» INSTRUCTION A: Set down word for word the part of the forum thread on packing a preschooler's lunch that opens with the words containing "My kids (3 &" and closes with "activities or something.".
» INSTRUCTION B: Write the next part of the forum thread about a preschooler's packed lunch, picking up after its final line.

» PASSAGE PROVIDED:
I have heard twice now from his teachers that he has WAAAAYYYYY too many choices and WAY too much food. He usually comes back with some food, but not a lot. He might have half of his pretzels and some of his eggs left and possibly a tiny bit of fruit when I pick him up tomorrow. That is also very typical of what is left over.

Any tips on how to change up lunch for the better? What does anyone else pack for your preschooler? (he is three BTW)


----------



## Rosehip (Dec 30, 2007)

They may be throwing out quite a bit of 1/2 eaten grapes, mashed up oranges, etc.

My kids (3 & 5) eat either a peanut butter & jelly or melted cheese sandwich most days. After they eat their sandwich, if they're still hungry (maybe half the time), they can have something else - typical choices are a piece of fruit, a hard boiled egg or some carrots. To drink, they have water or Kefir. Since they eat lunch @ about 11:30, they don't generally have a morning snack. Afternoon snack might be cheese & crackers, nuts, fruit or if we have it, beef jerky. My kids eat at home, but I would pack something similar were I sending them.

It does sound like quite a bit of food and choices. I might try to figure out if there's a particular issue to address. Perhaps so many choices are distracting so your DS is taking a particularly long time to meander through the lunch when the other kids are ready to get back to activities or something.


----------



## Pumpkin_Pie (Oct 10, 2006)

» DATA BLOCK:

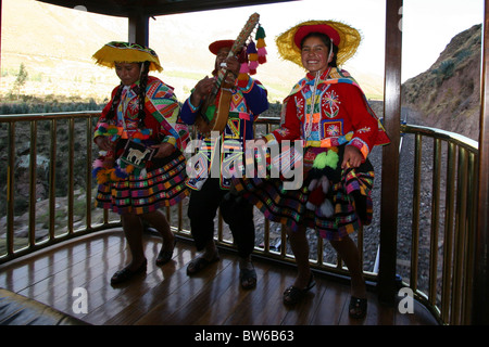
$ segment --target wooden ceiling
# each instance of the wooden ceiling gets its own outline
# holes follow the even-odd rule
[[[64,8],[85,7],[88,12],[125,16],[163,15],[238,8],[254,4],[287,2],[297,0],[37,0]]]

» TASK RESPONSE A:
My kids (3 & 5) eat either a peanut butter & jelly or melted cheese sandwich most days. After they eat their sandwich, if they're still hungry (maybe half the time), they can have something else - typical choices are a piece of fruit, a hard boiled egg or some carrots. To drink, they have water or Kefir. Since they eat lunch @ about 11:30, they don't generally have a morning snack. Afternoon snack might be cheese & crackers, nuts, fruit or if we have it, beef jerky. My kids eat at home, but I would pack something similar were I sending them.

It does sound like quite a bit of food and choices. I might try to figure out if there's a particular issue to address. Perhaps so many choices are distracting so your DS is taking a particularly long time to meander through the lunch when the other kids are ready to get back to activities or something.

» TASK RESPONSE B:
Quote:


Originally Posted by *Rosehip* 
They may be throwing out quite a bit of 1/2 eaten grapes, mashed up oranges, etc.

My kids (3 & 5) eat either a peanut butter & jelly or melted cheese sandwich most days. After they eat their sandwich, if they're still hungry (maybe half the time), they can have something else - typical choices are a piece of fruit, a hard boiled egg or some carrots. To drink, they have water or Kefir. Since they eat lunch @ about 11:30, they don't generally have a morning snack. Afternoon snack might be cheese & crackers, nuts, fruit or if we have it, beef jerky. My kids eat at home, but I would pack something similar were I sending them.

It does sound like quite a bit of food and choices. I might try to figure out if there's a particular issue to address. Perhaps so many choices are distracting so your DS is taking a particularly long time to meander through the lunch when the other kids are ready to get back to activities or something.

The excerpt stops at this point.